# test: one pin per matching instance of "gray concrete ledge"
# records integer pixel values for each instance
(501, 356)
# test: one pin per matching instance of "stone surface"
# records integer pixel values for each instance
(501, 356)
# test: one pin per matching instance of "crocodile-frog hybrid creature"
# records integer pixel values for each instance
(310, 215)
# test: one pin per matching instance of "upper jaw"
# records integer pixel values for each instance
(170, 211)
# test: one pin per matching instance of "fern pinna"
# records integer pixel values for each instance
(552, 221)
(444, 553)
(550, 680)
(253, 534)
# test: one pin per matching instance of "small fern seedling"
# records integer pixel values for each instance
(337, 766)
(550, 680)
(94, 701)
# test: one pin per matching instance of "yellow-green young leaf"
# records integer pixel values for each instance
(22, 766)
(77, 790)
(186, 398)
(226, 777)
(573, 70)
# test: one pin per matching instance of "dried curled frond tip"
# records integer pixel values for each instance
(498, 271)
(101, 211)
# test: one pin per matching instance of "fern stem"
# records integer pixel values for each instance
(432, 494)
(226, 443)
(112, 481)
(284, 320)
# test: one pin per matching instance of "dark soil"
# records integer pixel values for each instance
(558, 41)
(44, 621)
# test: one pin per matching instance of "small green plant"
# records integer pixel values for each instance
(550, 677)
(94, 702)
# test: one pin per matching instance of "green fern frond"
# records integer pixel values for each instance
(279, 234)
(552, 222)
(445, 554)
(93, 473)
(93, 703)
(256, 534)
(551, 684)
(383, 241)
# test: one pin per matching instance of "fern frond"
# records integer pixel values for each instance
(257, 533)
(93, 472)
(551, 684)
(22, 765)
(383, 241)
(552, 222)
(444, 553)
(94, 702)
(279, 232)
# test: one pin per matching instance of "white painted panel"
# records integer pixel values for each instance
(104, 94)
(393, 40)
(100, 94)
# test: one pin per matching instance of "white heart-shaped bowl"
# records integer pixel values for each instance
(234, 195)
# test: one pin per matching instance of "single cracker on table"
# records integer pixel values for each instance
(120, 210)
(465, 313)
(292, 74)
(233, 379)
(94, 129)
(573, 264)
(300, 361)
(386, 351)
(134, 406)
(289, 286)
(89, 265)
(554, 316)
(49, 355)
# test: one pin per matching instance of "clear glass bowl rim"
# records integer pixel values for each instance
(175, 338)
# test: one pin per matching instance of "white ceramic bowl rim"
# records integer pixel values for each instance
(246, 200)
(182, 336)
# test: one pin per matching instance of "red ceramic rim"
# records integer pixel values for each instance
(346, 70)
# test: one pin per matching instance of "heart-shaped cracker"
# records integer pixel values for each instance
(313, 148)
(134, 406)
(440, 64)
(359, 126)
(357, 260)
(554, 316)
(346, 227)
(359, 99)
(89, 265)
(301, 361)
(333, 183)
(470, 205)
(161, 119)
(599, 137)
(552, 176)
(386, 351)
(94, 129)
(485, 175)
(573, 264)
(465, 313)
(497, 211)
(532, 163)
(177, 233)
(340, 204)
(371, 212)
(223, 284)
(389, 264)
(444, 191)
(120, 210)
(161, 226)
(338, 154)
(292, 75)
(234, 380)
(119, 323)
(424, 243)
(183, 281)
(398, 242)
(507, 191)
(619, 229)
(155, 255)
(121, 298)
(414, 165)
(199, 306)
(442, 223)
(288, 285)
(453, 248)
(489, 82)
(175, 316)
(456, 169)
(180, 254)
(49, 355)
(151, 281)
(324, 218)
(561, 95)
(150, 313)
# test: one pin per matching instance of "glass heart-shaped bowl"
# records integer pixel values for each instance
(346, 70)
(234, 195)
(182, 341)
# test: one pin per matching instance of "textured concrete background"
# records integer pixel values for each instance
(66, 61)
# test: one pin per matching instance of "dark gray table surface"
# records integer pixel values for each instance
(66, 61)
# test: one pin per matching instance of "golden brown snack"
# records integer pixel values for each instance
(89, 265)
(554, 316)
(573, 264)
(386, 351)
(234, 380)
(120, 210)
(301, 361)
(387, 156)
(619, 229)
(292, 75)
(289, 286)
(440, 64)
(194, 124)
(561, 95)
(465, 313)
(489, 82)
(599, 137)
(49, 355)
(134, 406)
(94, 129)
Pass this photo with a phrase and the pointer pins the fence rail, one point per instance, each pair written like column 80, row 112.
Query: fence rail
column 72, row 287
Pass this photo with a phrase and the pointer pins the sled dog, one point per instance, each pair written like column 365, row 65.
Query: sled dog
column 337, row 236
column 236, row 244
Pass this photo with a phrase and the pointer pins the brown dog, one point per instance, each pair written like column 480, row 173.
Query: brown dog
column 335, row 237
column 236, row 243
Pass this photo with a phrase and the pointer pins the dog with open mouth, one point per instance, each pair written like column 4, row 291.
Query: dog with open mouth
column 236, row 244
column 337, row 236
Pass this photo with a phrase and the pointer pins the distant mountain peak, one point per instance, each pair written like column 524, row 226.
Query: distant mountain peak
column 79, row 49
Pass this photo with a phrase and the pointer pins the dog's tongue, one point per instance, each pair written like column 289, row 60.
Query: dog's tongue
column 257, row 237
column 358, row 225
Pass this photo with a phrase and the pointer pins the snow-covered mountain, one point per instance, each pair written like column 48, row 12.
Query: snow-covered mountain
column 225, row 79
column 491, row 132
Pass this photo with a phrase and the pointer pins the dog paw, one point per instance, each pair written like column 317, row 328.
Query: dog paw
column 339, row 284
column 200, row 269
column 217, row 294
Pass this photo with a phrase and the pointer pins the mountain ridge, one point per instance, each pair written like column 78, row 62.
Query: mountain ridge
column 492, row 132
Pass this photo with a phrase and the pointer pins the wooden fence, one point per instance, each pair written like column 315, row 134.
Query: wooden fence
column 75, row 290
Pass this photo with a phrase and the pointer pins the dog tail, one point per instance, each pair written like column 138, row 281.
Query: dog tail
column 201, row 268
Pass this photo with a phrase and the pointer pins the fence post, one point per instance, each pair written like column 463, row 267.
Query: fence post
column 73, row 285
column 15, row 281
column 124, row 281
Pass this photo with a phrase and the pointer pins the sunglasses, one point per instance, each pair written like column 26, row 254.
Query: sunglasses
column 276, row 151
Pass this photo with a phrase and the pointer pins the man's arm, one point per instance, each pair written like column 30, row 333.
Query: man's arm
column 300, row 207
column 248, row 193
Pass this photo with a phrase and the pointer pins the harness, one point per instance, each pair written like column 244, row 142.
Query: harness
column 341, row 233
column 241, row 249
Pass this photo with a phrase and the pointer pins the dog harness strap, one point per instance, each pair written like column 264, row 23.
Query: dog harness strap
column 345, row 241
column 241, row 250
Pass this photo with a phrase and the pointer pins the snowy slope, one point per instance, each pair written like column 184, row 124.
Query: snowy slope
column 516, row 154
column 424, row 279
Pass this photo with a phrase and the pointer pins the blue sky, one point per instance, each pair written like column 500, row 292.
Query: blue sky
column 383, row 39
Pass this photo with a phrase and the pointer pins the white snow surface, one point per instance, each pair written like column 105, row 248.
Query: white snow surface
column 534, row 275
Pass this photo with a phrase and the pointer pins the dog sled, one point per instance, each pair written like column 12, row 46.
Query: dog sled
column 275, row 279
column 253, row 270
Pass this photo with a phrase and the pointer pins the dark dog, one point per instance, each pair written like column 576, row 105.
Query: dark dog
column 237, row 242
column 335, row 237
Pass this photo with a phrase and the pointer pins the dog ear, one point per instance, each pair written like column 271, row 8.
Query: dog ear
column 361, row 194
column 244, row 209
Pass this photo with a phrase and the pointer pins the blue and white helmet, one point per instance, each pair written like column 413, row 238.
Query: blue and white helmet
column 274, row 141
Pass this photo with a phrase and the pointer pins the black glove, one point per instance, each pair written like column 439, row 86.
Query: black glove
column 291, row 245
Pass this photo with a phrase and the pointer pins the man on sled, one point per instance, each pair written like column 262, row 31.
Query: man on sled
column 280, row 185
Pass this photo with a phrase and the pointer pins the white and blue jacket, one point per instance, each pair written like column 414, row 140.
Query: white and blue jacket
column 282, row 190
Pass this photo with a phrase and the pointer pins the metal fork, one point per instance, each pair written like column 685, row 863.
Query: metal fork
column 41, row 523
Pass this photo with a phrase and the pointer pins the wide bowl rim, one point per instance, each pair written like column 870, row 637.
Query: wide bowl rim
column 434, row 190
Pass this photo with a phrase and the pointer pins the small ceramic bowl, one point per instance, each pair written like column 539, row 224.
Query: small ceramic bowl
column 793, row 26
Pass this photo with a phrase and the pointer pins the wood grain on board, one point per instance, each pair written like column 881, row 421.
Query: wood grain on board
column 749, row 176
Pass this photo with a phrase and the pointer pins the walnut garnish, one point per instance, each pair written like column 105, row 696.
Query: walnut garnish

■ Given task
In the stretch of lines from the one containing "184, row 124." through the one containing "column 280, row 185", change "pointer" to "locator" and give those lines again, leaving everything else unchanged.

■ The solution
Pass this photo with a phrase and the locator pins the snowy slope, one point per instance, each pair written like column 184, row 124.
Query: snowy slope
column 516, row 154
column 424, row 279
Pass this photo with a phrase and the locator pins the blue sky, one point per instance, each pair written like column 500, row 292.
Query: blue sky
column 383, row 39
Pass this photo with a phrase and the locator pins the white snow surface, one point per instance, each pair written like column 105, row 248.
Query: white snow surface
column 534, row 275
Pass this photo with a phrase and the locator pins the dog sled, one point per instance, each pair written like column 12, row 46.
Query: dog sled
column 275, row 279
column 253, row 270
Pass this photo with a phrase and the locator pins the dark dog, one point per instance, each pair written like column 576, row 105.
Query: dark dog
column 237, row 242
column 335, row 237
Pass this photo with a phrase and the locator pins the dog ear, one point per instance, each pair written like column 271, row 8.
Query: dog ear
column 361, row 194
column 244, row 209
Pass this photo with a phrase and the locator pins the blue and white helmet, one point per instance, each pair written like column 413, row 238.
Query: blue and white helmet
column 274, row 141
Pass this photo with a phrase and the locator pins the black glove, one point per instance, each pair written like column 439, row 86.
Query: black glove
column 291, row 245
Pass this photo with a phrase and the locator pins the man on sled, one point per instance, each pair written like column 262, row 31.
Query: man on sled
column 280, row 185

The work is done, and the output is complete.